▶ _What the task asks_
Read through the entries below and return each line with the word "white".

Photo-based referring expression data
◆ ◆ ◆ ◆ ◆ ◆ ◆
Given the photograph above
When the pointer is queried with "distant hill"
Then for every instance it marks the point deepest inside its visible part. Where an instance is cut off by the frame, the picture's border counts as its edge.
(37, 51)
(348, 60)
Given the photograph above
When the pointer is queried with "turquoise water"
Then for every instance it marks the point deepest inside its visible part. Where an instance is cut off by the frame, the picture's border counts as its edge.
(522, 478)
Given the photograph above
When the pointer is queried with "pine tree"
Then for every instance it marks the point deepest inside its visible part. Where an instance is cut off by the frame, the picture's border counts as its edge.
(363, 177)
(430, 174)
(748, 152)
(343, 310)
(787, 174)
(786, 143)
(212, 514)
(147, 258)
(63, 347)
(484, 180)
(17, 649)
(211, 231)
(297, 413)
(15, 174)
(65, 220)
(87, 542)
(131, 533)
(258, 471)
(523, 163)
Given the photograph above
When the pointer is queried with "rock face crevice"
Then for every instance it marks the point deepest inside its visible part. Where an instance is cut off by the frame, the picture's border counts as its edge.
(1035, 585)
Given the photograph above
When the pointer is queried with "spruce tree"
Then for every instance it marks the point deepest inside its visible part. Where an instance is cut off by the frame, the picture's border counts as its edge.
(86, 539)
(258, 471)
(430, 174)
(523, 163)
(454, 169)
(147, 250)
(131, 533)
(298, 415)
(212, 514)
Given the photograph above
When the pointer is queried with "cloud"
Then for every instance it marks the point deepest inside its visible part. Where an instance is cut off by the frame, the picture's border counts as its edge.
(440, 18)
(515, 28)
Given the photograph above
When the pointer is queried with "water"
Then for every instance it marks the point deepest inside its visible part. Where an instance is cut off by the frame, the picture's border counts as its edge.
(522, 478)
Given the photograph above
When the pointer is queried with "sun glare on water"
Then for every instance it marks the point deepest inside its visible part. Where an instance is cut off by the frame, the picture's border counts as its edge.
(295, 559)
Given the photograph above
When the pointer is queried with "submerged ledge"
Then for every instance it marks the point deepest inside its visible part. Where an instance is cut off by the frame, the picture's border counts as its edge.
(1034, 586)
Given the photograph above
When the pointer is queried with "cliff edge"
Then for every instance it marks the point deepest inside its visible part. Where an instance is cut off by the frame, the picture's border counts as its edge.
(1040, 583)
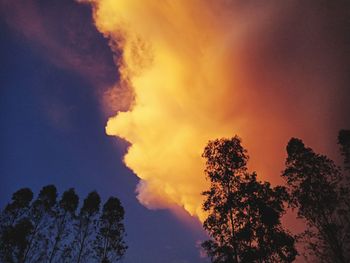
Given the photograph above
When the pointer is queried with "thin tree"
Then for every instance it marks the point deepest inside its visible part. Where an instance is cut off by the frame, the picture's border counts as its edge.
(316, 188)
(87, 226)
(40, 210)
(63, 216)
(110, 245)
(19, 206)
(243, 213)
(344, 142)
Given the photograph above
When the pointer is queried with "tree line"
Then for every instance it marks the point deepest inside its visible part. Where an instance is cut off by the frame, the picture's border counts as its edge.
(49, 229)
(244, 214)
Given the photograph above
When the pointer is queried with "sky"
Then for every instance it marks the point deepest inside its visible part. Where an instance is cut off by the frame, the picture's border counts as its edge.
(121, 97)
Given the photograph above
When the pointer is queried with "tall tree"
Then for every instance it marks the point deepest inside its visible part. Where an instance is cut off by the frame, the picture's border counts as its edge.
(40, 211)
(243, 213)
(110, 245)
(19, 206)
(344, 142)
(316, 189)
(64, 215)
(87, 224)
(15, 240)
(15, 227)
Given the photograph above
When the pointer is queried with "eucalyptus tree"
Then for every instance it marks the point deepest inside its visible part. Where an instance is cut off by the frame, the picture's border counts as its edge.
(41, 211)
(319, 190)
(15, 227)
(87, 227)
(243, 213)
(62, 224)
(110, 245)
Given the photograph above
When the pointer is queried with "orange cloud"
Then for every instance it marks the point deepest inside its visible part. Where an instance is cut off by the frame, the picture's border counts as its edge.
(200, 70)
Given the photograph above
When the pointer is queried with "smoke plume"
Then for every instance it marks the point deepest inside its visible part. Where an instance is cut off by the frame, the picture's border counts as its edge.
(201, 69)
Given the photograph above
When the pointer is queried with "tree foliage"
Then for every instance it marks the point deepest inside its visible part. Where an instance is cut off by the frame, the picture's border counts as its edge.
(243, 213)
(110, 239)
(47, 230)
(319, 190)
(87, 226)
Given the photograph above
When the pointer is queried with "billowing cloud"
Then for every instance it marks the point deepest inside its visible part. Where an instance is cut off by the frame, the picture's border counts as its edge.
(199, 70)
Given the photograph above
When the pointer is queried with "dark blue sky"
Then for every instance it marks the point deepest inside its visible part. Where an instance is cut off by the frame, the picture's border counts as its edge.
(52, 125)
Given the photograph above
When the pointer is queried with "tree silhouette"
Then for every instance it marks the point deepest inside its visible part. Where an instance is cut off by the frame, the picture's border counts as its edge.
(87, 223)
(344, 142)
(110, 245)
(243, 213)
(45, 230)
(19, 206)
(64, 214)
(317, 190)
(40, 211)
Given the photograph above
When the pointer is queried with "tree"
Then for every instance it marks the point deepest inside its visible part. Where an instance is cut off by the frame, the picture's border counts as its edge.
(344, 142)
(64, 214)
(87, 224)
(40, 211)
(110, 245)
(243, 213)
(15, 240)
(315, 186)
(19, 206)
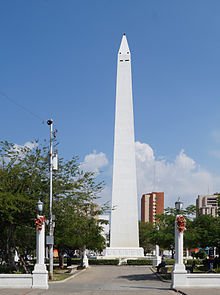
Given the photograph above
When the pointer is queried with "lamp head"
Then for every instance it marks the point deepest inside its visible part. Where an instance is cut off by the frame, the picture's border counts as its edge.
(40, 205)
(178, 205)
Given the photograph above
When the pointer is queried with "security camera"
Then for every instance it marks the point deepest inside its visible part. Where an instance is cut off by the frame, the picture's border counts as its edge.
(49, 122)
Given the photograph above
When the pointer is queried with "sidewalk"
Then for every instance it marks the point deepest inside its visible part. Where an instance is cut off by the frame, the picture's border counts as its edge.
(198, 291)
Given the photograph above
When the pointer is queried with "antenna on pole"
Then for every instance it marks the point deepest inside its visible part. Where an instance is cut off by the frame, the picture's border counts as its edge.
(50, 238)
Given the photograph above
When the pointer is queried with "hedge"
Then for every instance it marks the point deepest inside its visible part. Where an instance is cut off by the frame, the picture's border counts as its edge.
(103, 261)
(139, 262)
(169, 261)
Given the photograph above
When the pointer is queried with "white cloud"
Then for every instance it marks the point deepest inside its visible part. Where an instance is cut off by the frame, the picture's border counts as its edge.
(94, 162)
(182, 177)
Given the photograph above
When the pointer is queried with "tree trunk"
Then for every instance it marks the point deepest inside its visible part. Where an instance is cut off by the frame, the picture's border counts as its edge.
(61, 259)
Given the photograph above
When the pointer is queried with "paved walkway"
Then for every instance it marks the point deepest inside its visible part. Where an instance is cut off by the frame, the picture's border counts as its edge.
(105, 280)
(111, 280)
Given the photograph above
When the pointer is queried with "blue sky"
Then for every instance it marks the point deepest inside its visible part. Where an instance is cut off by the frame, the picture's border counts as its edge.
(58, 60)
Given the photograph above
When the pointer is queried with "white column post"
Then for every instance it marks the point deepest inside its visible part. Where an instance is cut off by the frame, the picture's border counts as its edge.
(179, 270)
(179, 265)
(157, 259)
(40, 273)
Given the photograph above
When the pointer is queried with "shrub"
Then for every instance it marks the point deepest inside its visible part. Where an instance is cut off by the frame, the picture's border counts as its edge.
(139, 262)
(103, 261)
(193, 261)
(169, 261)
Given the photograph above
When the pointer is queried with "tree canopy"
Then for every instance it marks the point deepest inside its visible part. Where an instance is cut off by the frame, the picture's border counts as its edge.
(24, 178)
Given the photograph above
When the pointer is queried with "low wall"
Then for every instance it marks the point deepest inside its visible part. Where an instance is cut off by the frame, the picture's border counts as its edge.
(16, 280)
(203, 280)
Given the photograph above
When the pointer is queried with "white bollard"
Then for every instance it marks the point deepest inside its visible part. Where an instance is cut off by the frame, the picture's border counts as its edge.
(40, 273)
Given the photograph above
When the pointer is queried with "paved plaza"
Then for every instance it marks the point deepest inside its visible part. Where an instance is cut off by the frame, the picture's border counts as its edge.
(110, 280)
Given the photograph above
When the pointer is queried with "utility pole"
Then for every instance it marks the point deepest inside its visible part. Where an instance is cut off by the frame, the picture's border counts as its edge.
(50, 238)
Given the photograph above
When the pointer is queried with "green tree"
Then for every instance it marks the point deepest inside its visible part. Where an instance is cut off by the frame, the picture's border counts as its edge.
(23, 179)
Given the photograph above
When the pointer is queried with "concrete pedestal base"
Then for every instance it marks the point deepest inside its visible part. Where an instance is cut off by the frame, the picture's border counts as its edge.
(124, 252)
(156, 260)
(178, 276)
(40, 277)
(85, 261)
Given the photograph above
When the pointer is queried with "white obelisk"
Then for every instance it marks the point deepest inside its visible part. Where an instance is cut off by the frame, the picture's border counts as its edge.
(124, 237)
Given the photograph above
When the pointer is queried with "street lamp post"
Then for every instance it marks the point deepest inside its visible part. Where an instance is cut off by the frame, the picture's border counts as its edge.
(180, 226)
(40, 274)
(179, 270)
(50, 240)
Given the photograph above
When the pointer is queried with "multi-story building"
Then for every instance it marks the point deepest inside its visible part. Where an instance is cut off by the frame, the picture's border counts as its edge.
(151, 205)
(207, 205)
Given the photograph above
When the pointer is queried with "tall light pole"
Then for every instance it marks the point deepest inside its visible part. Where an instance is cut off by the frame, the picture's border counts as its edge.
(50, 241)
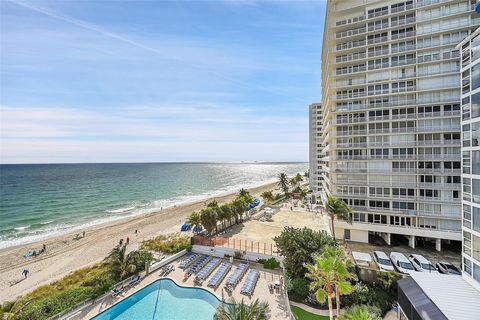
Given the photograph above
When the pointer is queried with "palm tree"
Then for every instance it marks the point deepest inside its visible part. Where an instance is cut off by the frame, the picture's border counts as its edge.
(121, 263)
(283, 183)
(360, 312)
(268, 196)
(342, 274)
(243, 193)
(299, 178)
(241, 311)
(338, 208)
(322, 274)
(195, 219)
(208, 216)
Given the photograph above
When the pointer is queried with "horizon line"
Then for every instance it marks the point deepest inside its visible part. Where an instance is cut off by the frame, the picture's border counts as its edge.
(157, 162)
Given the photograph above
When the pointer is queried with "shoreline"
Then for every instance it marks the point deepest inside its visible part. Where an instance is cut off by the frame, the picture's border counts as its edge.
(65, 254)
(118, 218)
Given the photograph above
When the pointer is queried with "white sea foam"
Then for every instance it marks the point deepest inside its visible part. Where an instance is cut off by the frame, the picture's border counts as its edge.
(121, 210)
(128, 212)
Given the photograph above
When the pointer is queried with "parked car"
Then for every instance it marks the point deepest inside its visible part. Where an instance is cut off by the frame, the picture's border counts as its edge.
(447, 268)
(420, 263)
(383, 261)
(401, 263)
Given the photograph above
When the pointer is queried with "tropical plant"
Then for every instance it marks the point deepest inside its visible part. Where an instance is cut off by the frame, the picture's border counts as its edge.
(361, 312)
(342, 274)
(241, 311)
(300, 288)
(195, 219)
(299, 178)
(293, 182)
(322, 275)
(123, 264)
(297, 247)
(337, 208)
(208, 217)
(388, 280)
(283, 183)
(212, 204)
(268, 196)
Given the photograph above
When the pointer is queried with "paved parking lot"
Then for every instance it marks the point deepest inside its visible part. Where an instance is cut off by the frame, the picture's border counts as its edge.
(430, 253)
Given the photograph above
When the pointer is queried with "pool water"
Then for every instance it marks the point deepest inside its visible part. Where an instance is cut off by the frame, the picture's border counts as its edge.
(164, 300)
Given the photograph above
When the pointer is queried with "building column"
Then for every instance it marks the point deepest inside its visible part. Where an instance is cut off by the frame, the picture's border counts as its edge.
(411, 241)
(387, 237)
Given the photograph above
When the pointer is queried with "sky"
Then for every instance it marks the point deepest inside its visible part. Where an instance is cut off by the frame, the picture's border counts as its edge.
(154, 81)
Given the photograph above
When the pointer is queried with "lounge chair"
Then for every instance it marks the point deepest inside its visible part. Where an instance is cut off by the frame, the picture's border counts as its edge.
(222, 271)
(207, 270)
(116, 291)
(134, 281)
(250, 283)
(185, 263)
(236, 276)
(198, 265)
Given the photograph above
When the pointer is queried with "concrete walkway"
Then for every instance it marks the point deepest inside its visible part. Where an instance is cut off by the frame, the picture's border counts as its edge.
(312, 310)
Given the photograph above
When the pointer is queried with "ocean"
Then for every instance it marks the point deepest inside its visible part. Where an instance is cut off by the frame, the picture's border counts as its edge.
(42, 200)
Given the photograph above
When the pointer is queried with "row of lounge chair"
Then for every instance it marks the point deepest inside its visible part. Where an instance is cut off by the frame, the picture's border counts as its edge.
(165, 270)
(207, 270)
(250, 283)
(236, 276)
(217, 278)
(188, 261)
◆ ◆ ◆ ◆ ◆ ◆ ◆
▶ _Expected answer_
When the pointer is queried with "white cloud"
When the pointer is queried with "white column post"
When the pointer is queried with "white bollard"
When the pointer is queried with "white obelisk"
When the pointer is queried with "white sea foam"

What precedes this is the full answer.